▶ EXERCISE DIRECTIONS
Retrieve all lines below that have the string "blue".

▶ RECORDS SHOWN
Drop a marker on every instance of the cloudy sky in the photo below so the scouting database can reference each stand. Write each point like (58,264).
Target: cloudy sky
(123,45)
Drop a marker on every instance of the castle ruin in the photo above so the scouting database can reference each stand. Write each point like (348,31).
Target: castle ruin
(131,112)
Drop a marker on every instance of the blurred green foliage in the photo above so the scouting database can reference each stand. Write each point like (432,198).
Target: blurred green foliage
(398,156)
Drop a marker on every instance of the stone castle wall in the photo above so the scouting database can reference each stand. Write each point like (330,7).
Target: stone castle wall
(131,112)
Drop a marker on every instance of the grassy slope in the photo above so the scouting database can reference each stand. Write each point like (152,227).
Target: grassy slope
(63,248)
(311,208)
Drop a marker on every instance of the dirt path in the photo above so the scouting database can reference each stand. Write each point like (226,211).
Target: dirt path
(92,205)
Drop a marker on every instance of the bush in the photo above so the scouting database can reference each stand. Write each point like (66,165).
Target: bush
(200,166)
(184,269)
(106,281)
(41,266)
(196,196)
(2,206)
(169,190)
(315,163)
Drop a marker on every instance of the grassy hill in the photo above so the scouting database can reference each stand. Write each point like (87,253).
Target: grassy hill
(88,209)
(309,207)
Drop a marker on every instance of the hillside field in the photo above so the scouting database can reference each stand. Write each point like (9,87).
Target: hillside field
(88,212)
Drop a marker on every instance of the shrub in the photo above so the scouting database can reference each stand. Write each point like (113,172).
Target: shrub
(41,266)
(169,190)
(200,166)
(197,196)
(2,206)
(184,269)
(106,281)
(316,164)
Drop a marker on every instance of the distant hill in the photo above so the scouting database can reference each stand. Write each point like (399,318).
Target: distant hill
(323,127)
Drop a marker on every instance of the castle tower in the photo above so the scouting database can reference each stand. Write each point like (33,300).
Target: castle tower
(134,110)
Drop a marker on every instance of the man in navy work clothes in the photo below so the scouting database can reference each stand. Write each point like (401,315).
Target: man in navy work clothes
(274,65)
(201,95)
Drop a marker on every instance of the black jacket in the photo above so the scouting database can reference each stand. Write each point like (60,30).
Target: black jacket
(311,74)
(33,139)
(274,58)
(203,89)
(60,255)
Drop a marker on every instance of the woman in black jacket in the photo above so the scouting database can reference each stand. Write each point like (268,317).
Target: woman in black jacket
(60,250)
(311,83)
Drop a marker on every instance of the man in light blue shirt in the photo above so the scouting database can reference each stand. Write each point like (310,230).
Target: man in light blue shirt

▶ WRITTEN SOLUTION
Drop a marker on every instance of the man in light blue shirt in the photo above so the scouting database can reference each stand. Write each point like (310,230).
Target: man in light blue shirt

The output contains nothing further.